### [Activity]
Could you retype exactly the line containing "Place a point on each instance of the gray" and every line after it in the data below, leaving out the pictures?

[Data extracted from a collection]
——

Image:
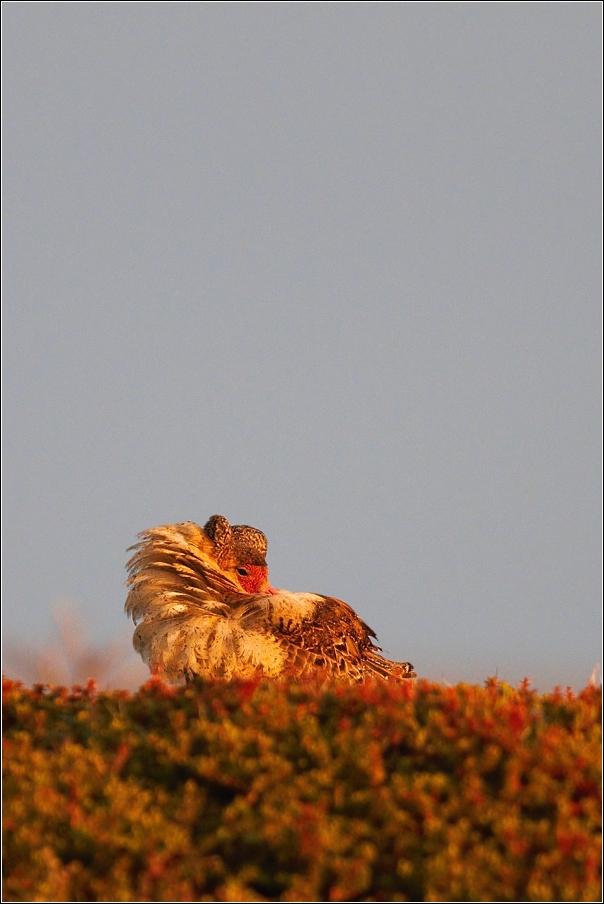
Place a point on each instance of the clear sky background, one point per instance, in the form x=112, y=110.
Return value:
x=329, y=269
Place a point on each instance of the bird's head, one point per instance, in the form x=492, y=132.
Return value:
x=241, y=554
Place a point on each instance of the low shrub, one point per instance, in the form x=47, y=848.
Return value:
x=271, y=792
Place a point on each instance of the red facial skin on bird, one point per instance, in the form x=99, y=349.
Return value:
x=256, y=581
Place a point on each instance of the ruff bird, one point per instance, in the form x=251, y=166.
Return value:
x=203, y=605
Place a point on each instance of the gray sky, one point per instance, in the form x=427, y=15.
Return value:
x=329, y=269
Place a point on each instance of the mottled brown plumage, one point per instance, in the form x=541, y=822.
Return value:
x=203, y=606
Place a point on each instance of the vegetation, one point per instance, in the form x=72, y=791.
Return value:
x=269, y=792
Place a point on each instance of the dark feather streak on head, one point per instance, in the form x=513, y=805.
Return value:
x=240, y=544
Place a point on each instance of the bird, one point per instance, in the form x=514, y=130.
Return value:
x=202, y=604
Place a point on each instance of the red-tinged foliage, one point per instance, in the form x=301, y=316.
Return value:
x=270, y=792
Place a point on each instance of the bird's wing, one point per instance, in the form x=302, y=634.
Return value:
x=321, y=636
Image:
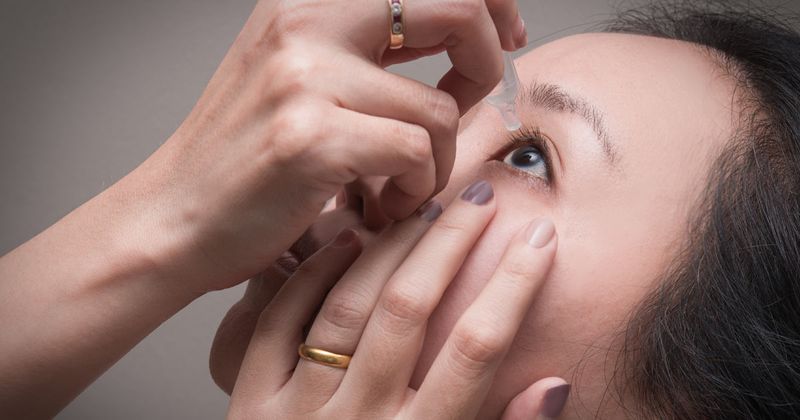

——

### [Exercise output]
Place a point on each instance of the gray sky, one point per instance, in the form x=427, y=15.
Return value:
x=329, y=269
Place a point on each instance of the mottled brown plumage, one point per instance, in the form x=541, y=822.
Return value:
x=203, y=606
Place a point on each instance of the vegetation, one point per instance, in the form x=72, y=791.
Return value:
x=269, y=792
Place a point on each instance of the dark feather streak on head, one point per instance, in the form x=513, y=805.
Return value:
x=240, y=544
Place a point on each instance of the bird, one point per instance, in the form x=514, y=130.
Return value:
x=202, y=604
Place a point on each instance of the red-tinged foliage, one point per instance, in the form x=301, y=316.
Return value:
x=270, y=792
Place a point on each instance of the bird's wing, one point per instance, in the form x=302, y=634.
Return value:
x=321, y=636
Image:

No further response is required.